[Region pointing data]
********************

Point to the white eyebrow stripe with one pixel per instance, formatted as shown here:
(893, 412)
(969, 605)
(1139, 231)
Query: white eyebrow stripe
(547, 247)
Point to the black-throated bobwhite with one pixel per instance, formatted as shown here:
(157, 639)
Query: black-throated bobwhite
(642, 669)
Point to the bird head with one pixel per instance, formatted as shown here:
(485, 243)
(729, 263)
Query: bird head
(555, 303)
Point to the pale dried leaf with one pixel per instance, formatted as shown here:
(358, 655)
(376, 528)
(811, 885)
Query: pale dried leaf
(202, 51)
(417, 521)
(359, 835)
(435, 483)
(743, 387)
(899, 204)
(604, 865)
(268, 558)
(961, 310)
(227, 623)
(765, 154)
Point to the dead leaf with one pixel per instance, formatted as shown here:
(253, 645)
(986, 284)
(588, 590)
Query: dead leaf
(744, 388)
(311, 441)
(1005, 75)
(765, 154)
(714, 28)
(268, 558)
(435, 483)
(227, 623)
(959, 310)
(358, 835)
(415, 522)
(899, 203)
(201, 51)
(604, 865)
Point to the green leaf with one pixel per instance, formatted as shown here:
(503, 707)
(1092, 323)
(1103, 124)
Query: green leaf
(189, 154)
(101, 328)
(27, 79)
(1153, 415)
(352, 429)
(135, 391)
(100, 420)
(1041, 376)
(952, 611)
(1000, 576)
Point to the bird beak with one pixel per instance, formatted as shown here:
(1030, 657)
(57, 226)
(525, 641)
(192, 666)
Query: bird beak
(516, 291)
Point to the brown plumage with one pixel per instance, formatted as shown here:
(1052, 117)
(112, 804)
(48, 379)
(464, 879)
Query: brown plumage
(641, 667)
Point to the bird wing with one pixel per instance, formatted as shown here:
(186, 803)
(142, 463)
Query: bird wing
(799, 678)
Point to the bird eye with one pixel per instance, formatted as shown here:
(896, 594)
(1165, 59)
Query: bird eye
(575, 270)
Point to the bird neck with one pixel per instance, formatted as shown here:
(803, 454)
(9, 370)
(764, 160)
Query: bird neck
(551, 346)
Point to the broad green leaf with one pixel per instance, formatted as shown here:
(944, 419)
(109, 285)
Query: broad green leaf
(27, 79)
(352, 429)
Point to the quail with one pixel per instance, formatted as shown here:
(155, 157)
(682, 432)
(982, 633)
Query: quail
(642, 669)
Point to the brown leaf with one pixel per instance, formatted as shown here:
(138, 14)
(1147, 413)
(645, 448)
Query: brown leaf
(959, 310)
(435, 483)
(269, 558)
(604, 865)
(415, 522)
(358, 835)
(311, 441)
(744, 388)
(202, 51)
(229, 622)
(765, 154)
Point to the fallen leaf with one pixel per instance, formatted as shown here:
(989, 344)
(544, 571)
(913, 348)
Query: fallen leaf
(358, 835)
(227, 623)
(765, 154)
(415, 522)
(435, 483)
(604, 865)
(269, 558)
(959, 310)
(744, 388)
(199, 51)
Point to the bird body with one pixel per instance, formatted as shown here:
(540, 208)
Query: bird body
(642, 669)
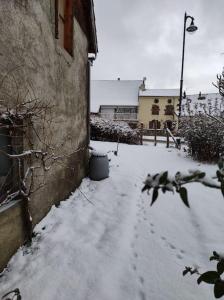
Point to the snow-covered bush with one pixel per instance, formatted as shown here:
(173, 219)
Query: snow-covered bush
(204, 136)
(113, 131)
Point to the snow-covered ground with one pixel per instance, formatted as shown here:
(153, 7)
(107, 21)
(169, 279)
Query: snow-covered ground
(118, 247)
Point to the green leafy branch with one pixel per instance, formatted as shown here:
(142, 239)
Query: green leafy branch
(211, 277)
(12, 295)
(165, 183)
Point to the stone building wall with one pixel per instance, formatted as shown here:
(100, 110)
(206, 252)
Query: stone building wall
(34, 66)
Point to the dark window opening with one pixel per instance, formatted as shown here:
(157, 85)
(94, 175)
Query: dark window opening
(155, 110)
(154, 124)
(64, 24)
(169, 110)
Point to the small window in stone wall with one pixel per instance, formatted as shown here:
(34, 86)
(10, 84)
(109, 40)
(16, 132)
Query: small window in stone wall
(169, 110)
(64, 24)
(11, 142)
(155, 110)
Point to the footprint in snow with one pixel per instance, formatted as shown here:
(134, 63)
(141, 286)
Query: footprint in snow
(142, 295)
(172, 246)
(134, 267)
(142, 280)
(123, 195)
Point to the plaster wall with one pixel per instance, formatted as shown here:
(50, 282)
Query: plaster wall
(34, 66)
(145, 110)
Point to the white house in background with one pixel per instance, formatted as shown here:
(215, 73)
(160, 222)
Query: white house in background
(212, 103)
(116, 99)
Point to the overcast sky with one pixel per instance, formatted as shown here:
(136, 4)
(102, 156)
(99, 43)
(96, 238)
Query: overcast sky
(140, 38)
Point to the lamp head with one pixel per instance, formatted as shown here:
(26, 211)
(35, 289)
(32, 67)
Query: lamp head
(192, 28)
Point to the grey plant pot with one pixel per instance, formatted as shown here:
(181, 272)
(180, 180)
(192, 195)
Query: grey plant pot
(98, 166)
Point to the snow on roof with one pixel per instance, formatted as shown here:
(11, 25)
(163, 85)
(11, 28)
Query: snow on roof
(211, 103)
(160, 92)
(114, 92)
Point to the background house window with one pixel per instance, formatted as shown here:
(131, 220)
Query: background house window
(154, 124)
(155, 110)
(169, 110)
(64, 24)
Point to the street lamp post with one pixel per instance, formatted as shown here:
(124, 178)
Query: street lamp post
(192, 28)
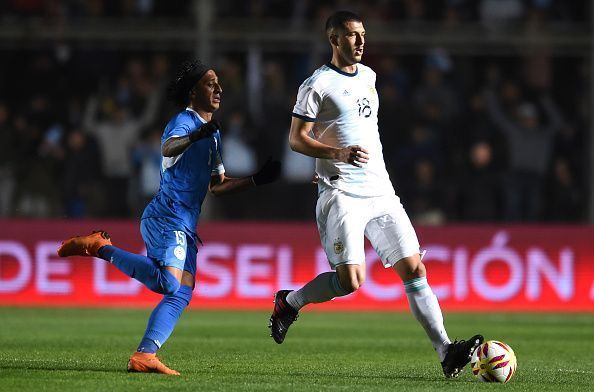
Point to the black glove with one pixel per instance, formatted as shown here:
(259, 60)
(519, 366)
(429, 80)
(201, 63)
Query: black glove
(205, 130)
(269, 172)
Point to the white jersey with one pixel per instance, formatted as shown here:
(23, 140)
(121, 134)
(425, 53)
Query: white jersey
(344, 108)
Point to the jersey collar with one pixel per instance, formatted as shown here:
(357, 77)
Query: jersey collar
(335, 68)
(196, 113)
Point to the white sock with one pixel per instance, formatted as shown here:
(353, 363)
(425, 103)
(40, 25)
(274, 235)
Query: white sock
(322, 288)
(425, 307)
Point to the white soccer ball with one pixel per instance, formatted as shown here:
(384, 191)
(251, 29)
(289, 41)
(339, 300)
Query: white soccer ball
(493, 361)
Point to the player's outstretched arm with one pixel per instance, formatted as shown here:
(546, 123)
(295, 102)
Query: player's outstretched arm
(176, 145)
(268, 173)
(301, 142)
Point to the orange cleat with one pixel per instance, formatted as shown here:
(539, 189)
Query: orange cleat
(148, 363)
(85, 245)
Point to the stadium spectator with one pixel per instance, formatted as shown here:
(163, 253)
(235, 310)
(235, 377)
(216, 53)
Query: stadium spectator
(8, 159)
(529, 141)
(479, 187)
(116, 134)
(81, 176)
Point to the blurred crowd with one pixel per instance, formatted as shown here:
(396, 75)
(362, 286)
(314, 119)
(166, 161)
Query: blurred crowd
(466, 138)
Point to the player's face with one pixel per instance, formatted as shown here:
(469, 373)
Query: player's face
(207, 92)
(351, 42)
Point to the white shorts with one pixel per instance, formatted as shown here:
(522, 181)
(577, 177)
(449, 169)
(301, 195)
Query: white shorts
(343, 220)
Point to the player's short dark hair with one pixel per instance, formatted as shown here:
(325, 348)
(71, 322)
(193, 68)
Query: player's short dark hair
(189, 73)
(338, 19)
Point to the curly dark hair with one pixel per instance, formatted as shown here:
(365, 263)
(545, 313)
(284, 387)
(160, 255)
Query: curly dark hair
(179, 88)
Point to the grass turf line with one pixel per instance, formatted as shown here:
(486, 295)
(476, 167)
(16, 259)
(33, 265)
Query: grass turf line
(87, 349)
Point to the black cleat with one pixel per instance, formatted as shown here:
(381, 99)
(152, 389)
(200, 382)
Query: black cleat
(282, 316)
(459, 354)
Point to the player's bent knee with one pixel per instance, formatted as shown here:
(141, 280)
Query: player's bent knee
(168, 284)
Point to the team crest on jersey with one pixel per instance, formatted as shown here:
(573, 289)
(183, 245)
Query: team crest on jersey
(338, 246)
(179, 252)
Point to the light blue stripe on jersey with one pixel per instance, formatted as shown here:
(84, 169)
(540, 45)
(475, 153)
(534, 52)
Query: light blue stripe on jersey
(304, 118)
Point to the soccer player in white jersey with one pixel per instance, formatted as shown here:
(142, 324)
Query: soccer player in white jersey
(335, 121)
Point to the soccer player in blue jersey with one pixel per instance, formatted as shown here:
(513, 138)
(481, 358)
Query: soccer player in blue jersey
(335, 121)
(191, 165)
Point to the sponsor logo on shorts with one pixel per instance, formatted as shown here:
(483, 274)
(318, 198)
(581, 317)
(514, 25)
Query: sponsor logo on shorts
(338, 246)
(179, 252)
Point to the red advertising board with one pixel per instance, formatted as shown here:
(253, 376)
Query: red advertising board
(241, 265)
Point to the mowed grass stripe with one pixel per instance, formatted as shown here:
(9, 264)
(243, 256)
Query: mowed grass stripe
(87, 349)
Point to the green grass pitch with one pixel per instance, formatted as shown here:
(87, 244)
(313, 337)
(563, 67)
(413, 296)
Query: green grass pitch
(87, 350)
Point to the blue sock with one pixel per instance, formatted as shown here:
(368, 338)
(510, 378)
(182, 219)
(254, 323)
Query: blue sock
(163, 319)
(143, 269)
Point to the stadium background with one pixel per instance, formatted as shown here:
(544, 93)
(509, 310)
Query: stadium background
(507, 221)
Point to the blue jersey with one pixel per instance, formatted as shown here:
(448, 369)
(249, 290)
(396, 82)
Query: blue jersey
(185, 177)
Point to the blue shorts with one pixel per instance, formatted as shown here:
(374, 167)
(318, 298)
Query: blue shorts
(169, 244)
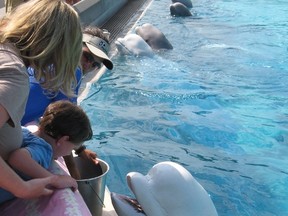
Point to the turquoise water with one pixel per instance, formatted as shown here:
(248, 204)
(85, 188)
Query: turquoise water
(216, 104)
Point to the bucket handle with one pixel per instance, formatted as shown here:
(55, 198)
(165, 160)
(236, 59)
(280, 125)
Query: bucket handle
(100, 200)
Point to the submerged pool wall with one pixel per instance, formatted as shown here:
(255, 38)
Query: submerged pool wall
(97, 12)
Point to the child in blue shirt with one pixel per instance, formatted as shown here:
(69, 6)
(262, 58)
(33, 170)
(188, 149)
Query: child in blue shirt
(63, 127)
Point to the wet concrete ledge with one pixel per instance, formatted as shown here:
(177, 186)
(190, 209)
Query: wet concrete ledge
(97, 12)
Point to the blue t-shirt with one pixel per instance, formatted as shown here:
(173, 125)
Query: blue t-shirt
(38, 101)
(40, 151)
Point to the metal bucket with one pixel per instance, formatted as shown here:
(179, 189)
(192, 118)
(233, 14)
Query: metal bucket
(92, 183)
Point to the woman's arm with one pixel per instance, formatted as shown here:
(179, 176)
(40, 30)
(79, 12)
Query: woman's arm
(22, 161)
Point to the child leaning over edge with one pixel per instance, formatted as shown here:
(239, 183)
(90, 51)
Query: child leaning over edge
(63, 127)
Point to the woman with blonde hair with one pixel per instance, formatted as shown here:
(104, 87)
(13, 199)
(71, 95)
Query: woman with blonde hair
(45, 35)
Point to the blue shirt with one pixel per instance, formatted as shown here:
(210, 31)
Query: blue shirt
(40, 151)
(38, 100)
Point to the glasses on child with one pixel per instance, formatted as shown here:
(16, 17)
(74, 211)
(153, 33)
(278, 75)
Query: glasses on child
(89, 57)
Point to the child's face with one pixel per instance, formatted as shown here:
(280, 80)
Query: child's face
(64, 148)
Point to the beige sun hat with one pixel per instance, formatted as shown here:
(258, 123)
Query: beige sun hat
(98, 47)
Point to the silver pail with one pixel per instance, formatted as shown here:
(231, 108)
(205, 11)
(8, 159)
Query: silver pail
(92, 183)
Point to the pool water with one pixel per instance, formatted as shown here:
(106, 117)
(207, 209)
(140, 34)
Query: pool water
(216, 104)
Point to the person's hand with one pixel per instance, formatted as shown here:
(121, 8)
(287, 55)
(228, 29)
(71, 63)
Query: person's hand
(65, 181)
(36, 187)
(89, 155)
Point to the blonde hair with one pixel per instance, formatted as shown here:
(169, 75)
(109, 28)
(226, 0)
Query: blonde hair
(48, 35)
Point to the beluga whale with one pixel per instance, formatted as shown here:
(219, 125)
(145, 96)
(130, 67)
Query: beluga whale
(168, 189)
(133, 44)
(153, 36)
(187, 3)
(179, 10)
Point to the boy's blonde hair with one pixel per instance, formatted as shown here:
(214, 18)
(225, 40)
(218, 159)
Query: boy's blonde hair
(48, 35)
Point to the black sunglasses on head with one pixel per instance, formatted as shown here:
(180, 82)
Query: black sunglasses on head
(89, 57)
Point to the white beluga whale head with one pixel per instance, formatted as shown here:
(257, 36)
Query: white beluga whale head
(133, 44)
(168, 189)
(153, 36)
(179, 9)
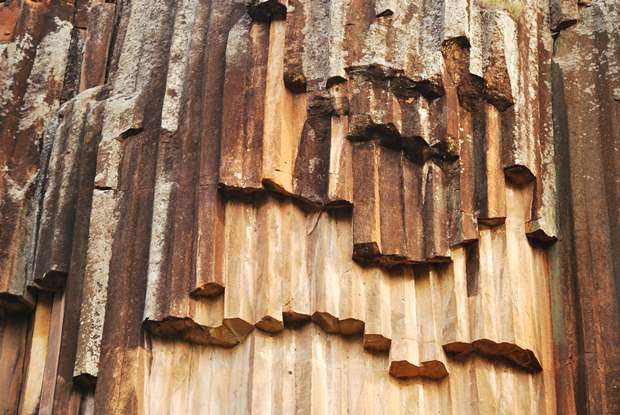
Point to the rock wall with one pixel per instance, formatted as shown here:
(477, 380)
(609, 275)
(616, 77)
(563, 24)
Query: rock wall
(309, 206)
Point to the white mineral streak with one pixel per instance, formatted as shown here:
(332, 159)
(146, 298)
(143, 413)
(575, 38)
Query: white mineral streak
(337, 14)
(238, 43)
(162, 210)
(148, 32)
(177, 67)
(101, 232)
(455, 18)
(46, 78)
(477, 39)
(11, 56)
(508, 29)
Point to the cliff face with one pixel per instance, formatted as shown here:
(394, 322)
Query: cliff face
(309, 206)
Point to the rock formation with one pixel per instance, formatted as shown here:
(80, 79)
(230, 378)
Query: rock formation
(309, 206)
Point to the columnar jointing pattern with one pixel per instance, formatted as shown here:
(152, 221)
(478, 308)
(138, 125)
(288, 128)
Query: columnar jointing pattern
(291, 182)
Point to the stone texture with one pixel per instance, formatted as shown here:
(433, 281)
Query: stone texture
(313, 206)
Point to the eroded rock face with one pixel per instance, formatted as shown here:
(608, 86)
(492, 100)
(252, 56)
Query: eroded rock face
(309, 203)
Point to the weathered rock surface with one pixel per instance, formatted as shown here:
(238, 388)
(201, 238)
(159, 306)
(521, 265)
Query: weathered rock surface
(314, 206)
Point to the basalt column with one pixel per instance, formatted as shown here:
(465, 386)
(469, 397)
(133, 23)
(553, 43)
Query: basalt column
(309, 206)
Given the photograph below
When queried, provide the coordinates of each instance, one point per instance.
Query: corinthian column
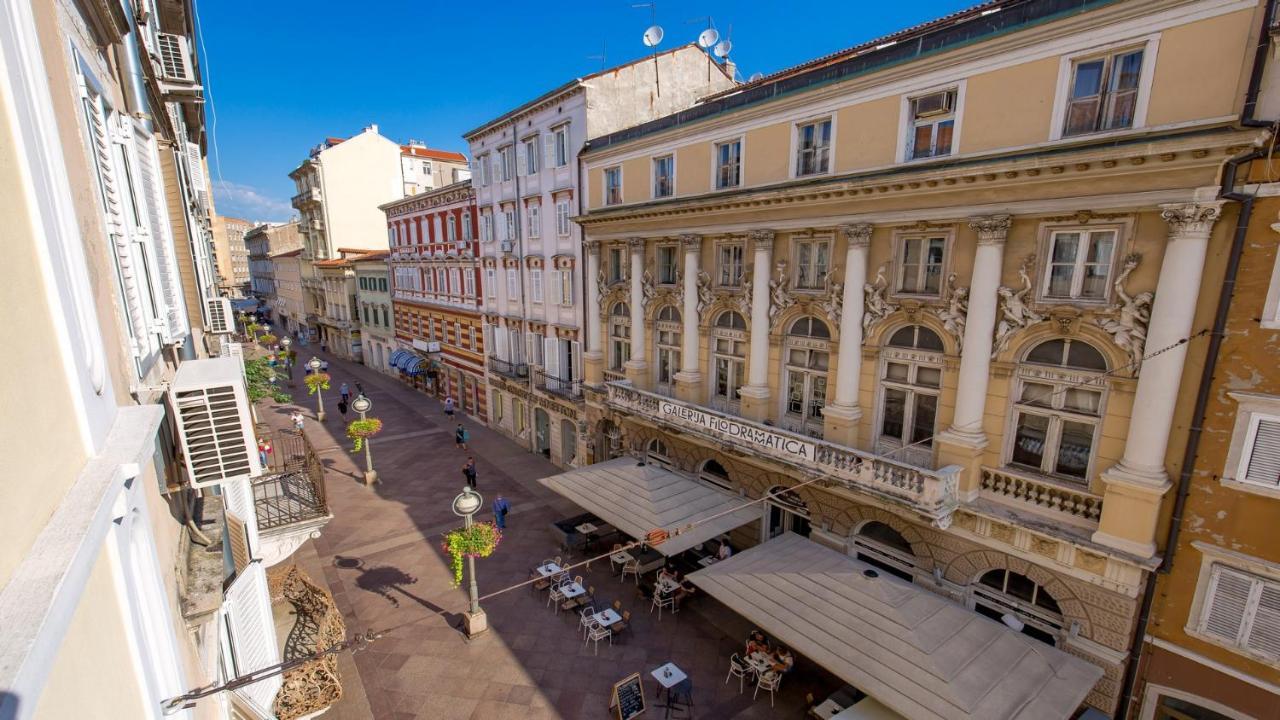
(755, 393)
(963, 442)
(1130, 506)
(636, 368)
(689, 379)
(840, 418)
(593, 359)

********************

▶ **PROBLEM REQUIREMENTS**
The range to copy runs from the line with "Point to the stone texture" to the last line of the entries, both included; copy it exactly and leave out the pictures.

▶ **TASK ANSWER**
Point to the stone texture with one pixel per instance, formatted as shown here:
(433, 281)
Query: stone texture
(313, 206)
Point to the eroded rock face with one pixel per instance, formatted as shown here:
(608, 86)
(492, 100)
(252, 56)
Query: eroded rock face
(309, 203)
Point to the weathered rock surface with one pixel per instance, formatted as shown here:
(238, 388)
(201, 238)
(159, 306)
(521, 265)
Query: weathered rock surface
(314, 206)
Point to the basalt column with one pixel per instance, formatted as shown here:
(465, 386)
(469, 397)
(133, 23)
(553, 43)
Query: basalt column
(309, 206)
Given the photograph below
When queried, provide the coordinates of each instance, one point per instance.
Query: corinthian column
(755, 393)
(963, 442)
(1130, 506)
(636, 368)
(689, 379)
(840, 418)
(593, 359)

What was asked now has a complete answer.